• TASK OBJECTIVE
Write every record out again exactly as given.

########

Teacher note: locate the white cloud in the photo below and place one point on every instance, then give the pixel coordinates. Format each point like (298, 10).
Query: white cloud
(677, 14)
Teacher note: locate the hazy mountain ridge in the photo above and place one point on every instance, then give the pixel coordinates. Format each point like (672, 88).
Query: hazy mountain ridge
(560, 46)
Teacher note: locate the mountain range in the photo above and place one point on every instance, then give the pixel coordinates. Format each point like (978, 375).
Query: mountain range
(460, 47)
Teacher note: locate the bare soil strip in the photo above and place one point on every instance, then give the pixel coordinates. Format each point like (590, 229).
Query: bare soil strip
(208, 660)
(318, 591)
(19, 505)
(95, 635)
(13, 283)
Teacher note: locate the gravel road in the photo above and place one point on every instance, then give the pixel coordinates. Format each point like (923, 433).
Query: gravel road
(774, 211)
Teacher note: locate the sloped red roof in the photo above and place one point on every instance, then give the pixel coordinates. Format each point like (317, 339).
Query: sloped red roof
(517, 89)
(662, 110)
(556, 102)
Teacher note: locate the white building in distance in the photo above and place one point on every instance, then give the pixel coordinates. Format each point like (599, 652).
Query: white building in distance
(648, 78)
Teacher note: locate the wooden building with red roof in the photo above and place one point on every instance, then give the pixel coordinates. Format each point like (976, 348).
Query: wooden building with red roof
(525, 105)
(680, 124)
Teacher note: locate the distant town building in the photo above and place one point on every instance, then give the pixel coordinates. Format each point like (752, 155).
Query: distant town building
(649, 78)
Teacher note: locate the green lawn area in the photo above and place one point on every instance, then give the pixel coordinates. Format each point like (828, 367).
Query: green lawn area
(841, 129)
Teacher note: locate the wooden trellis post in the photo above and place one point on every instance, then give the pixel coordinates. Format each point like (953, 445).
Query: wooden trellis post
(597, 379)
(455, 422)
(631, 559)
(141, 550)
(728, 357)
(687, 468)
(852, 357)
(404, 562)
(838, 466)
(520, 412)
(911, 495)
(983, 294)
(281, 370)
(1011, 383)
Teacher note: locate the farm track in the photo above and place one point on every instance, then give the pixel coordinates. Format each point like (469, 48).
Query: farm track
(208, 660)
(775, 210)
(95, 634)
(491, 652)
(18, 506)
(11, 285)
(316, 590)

########

• FULL RESPONSE
Teacher note: locate the white cloud in the photo below and place one point on every instance, then give the pixel coordinates. Format each point like (298, 10).
Query: white cloud
(677, 14)
Teacher note: locate the hazy mountain ridge in the photo above and place one point on every instance, then give the pixel coordinates. Format each point like (672, 88).
Query: hazy mountain ridge
(560, 46)
Teacher note: locate the mountain range in the photo above and place one point on every instance, then give the pixel coordinates. Format each point like (978, 375).
Query: mountain range
(460, 47)
Teacher note: locate the bare soil strip in the photo above and place one point on every instance, then give the pixel coordinates. Format each point like (590, 229).
Query: bare soil strip
(208, 660)
(318, 591)
(19, 505)
(95, 635)
(13, 283)
Teacher note: locate the gravel road in the photo above and place one point on every instance, then give the pixel coordinates. Format each point like (923, 433).
Query: gravel road
(774, 211)
Teacher note: locate the sloped red roof in the photo above and place one point on every instance, then give the pixel coordinates. Format each point like (317, 339).
Query: sloped red roof
(517, 89)
(662, 110)
(556, 102)
Teacher note: locate the white building in distance in the photo above and place one point on every instance, then give the pixel coordinates. Format each point like (599, 652).
Query: white building in distance
(648, 78)
Teacher note: locate the wooden building with red roof in the photo above and place one point on every instance, then give the pixel coordinates. Format each point like (976, 348).
Query: wooden building with red roof
(525, 105)
(680, 124)
Teacher note: locate the distant town building in the photo above and place one point on every instance, then give the pixel coordinates. Format each point like (752, 155).
Query: distant town building
(649, 78)
Teacher note: locate the green lawn area in the photo above and place one point on every instance, then give the pixel coordinates. Format each point like (828, 367).
Query: green lawn area
(841, 129)
Teacher note: locate the wooden trellis post in the photo above and place one point on every instance, then give the pixel coordinates. Format each point like (953, 445).
Query: wooden trellis post
(597, 379)
(455, 422)
(631, 559)
(141, 550)
(728, 357)
(687, 468)
(852, 357)
(404, 562)
(838, 466)
(520, 412)
(911, 495)
(983, 294)
(281, 370)
(1011, 383)
Teacher note: locate the farm track in the photo above and place one point on every instance, then give the pixel coordinates. Format each point like (469, 48).
Query: farm track
(208, 660)
(775, 210)
(95, 634)
(491, 652)
(18, 506)
(11, 285)
(316, 590)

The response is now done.